• [Information shown]
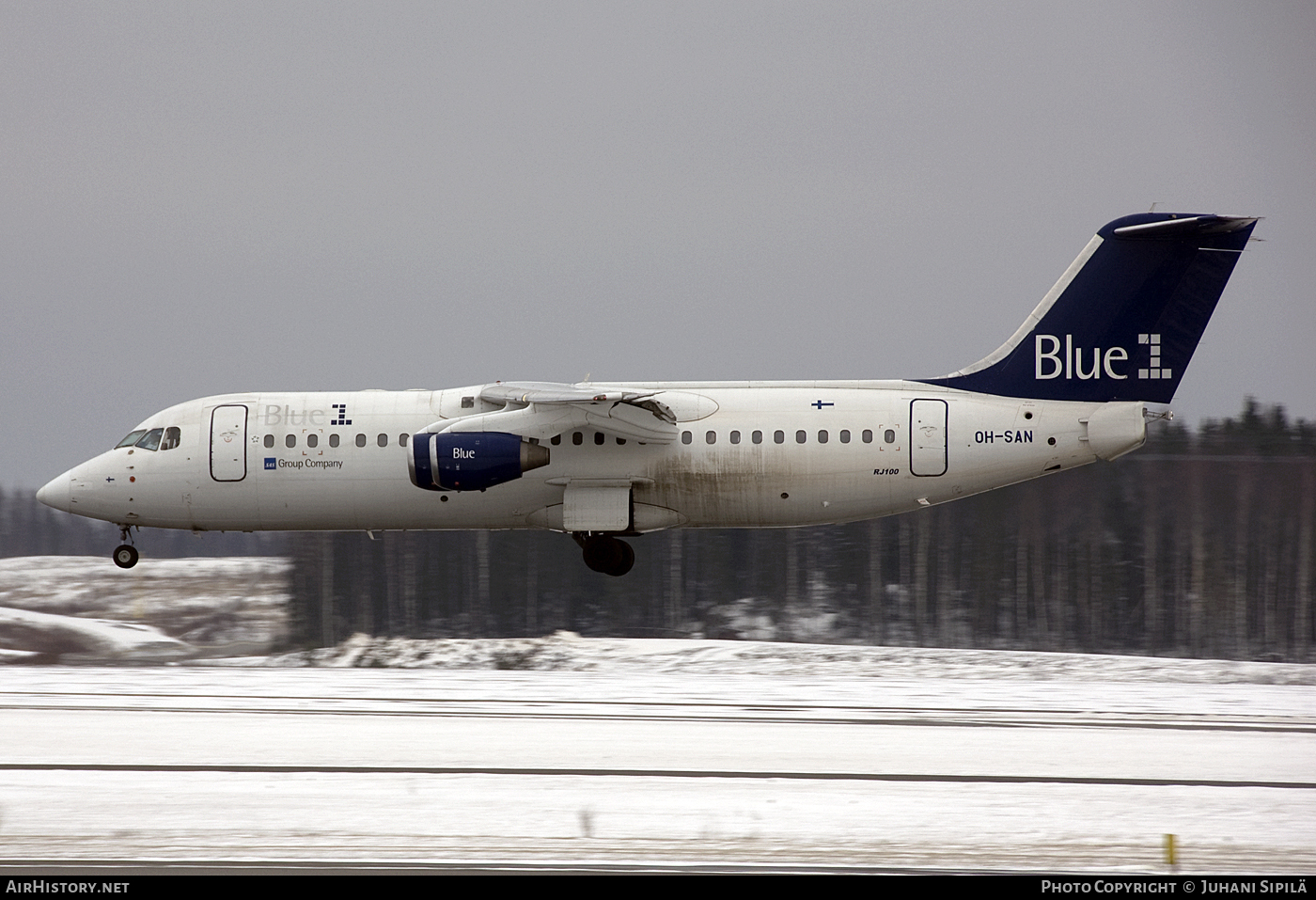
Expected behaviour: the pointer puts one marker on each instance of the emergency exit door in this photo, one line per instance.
(928, 437)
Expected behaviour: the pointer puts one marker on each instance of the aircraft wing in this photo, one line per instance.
(537, 409)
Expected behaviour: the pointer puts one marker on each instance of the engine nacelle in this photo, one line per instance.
(471, 461)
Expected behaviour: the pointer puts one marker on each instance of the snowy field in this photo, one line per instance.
(637, 764)
(565, 751)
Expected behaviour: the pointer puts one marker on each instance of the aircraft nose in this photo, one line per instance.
(58, 492)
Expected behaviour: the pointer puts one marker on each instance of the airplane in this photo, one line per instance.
(602, 462)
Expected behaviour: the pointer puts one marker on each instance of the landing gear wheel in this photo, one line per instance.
(125, 556)
(608, 556)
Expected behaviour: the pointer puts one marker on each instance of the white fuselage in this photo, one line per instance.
(246, 462)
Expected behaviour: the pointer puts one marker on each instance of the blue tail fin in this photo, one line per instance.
(1122, 322)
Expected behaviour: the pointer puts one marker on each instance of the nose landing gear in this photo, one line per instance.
(607, 554)
(125, 554)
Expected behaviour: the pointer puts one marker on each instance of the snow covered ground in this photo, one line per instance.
(635, 751)
(213, 606)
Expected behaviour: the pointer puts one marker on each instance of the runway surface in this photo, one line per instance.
(595, 771)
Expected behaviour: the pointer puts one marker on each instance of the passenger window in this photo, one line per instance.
(153, 440)
(131, 438)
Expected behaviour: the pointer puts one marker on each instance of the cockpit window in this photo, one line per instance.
(133, 437)
(151, 441)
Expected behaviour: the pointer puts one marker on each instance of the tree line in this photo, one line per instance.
(1199, 545)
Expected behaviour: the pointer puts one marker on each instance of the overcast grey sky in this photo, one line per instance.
(210, 197)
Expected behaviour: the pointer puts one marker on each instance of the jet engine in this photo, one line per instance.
(471, 461)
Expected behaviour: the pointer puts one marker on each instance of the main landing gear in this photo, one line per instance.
(605, 554)
(125, 554)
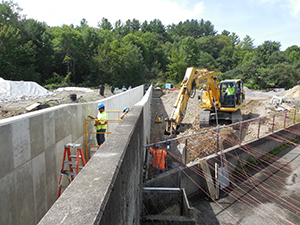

• [Instructions for the task] Count the lines in the listing above that contain the string "window". Reply with the number only.

• [The reply] 2